| Supplied text |
● ● ● ● ●

Approach to Optimizing VM Costs

2023-10-03

Are you considering transitioning your servers from an on-prem DC to Azure cloud? One step in this journey involves mapping existing servers to their Azure counterparts. The goal is to reduce the costs of the overall bundle of boxes while obtaining the highest possible performance. In theory, we can map the source VMs to the target VMs based on the number of virtual CPUs and the amount of RAM. Although this isn’t the most challenging task, it doesn’t guarantee the highest possible performance for the lowest possible price. If we always opt for a VM with the lowest price, we may compromise on performance. Conversely, choosing VMs with the highest performance could result in higher costs. Is there a middle ground? Is it possible to achieve what we want? Let’s find out.

This works in

MiniZinc

Our starting point is MiniZinc. Here’s what they say about it on their website:

MiniZinc is a free and open-source constraint modeling language.
You can use MiniZinc to model constraint satisfaction and optimization problems in a high-level, solver-independent way, taking advantage of a large library of pre-defined constraints. Your model is then compiled into FlatZinc, a solver input language that is understood by a wide range of solvers. MiniZinc is developed at Monash University in collaboration with Data61 Decision Sciences and the University of Melbourne.

In simple terms, MiniZinc serves as a special declarative programming language for describing and solving a specific class of problems. It also acts as an abstraction layer over a set of solvers, allowing us to write a piece of code once and then attempt to solve a problem using different solvers.

In our case, we are solving the constraint satisfaction and optimization problem using MiniZinc.

● ● ● ● ●

| Entries shown |

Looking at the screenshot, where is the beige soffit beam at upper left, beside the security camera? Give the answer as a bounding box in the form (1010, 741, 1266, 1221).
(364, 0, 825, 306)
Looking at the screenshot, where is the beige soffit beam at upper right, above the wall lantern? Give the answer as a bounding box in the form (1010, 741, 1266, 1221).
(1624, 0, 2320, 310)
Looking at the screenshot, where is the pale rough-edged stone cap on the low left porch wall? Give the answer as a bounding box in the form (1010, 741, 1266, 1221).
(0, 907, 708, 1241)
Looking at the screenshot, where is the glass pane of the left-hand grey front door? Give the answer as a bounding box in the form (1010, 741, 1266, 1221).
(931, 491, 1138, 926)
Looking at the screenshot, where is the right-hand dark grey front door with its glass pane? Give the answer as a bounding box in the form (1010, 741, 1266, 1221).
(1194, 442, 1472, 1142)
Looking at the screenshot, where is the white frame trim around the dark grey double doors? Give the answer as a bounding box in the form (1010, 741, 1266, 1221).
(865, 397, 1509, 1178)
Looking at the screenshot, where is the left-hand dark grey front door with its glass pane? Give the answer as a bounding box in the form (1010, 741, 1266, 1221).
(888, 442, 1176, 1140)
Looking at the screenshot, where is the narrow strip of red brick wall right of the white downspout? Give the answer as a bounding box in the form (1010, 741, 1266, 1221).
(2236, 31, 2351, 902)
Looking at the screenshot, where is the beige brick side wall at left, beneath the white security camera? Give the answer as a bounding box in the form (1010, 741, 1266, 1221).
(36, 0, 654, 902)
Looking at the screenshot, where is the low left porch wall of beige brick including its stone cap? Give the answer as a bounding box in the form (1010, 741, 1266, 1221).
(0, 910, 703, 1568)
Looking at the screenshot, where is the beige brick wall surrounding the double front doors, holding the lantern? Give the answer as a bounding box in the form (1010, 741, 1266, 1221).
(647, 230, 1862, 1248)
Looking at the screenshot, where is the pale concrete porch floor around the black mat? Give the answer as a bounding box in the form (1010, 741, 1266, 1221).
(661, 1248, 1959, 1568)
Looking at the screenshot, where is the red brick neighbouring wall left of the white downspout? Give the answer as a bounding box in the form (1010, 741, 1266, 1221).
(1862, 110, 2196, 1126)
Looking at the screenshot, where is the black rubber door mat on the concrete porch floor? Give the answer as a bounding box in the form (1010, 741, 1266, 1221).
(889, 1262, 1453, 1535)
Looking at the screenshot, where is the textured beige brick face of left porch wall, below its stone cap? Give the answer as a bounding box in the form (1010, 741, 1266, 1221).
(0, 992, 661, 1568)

● ● ● ● ●

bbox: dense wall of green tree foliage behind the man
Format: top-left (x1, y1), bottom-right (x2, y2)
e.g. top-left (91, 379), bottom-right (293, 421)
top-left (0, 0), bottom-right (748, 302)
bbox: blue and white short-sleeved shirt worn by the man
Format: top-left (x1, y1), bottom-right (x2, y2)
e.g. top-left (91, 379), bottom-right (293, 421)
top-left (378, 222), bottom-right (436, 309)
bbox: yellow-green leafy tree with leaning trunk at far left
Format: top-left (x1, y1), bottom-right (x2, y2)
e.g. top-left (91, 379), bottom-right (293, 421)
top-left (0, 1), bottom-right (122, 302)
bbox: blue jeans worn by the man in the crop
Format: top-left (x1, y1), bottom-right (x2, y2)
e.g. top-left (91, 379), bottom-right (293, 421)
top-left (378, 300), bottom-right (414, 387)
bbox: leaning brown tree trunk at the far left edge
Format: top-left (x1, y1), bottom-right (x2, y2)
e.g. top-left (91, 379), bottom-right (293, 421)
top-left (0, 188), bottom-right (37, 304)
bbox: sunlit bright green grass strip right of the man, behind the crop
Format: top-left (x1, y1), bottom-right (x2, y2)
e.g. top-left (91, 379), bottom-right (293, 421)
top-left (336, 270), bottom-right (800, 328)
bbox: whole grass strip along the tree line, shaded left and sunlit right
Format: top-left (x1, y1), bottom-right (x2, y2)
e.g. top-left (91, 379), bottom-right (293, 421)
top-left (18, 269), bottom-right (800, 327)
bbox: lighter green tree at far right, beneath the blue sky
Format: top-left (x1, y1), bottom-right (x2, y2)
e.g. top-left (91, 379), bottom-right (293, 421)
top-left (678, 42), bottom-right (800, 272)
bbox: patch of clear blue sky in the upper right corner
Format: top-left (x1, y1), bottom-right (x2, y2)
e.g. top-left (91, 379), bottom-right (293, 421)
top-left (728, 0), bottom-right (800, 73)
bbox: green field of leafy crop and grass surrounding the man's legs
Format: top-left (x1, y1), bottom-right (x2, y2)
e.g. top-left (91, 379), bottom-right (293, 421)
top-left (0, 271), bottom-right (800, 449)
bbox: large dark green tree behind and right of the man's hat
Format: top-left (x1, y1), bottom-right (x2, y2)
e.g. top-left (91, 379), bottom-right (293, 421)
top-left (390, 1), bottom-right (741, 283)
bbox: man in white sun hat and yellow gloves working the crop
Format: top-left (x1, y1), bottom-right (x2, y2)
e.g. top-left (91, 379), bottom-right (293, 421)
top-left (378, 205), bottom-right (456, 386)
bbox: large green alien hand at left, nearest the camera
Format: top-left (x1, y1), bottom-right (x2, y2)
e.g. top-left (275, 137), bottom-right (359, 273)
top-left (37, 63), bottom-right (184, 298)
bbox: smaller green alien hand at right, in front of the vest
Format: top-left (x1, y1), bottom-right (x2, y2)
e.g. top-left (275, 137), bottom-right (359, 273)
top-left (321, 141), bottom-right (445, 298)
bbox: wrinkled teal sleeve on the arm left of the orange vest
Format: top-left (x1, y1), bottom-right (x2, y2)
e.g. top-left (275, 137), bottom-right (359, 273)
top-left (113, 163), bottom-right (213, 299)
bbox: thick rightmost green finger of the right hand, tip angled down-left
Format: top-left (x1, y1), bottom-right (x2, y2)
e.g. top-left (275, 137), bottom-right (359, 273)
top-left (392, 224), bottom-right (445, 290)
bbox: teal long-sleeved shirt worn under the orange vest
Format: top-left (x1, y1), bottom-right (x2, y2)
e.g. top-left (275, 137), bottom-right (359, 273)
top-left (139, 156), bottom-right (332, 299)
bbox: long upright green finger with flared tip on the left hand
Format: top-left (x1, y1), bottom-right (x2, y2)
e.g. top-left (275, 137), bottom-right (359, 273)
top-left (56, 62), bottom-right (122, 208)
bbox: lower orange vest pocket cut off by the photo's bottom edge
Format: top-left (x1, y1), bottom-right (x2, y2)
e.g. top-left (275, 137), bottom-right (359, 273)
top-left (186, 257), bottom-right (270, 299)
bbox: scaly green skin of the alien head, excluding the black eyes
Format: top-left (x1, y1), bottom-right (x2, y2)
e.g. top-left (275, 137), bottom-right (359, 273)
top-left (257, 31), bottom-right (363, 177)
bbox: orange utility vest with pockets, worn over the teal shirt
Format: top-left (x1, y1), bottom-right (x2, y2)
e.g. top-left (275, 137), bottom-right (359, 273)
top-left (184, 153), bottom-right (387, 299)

● ● ● ● ●

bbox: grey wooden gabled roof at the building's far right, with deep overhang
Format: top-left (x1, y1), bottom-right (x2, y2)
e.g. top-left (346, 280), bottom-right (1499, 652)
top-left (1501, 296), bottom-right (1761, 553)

● ● ● ● ●

| Aim of the exercise |
Copy the passage from the VM cost optimization text between "MiniZinc is a" and "using different solvers.", inclusive, word for word.

| Expected answer |
MiniZinc is a free and open-source constraint modeling language.
You can use MiniZinc to model constraint satisfaction and optimization problems in a high-level, solver-independent way, taking advantage of a large library of pre-defined constraints. Your model is then compiled into FlatZinc, a solver input language that is understood by a wide range of solvers. MiniZinc is developed at Monash University in collaboration with Data61 Decision Sciences and the University of Melbourne.

In simple terms, MiniZinc serves as a special declarative programming language for describing and solving a specific class of problems. It also acts as an abstraction layer over a set of solvers, allowing us to write a piece of code once and then attempt to solve a problem using different solvers.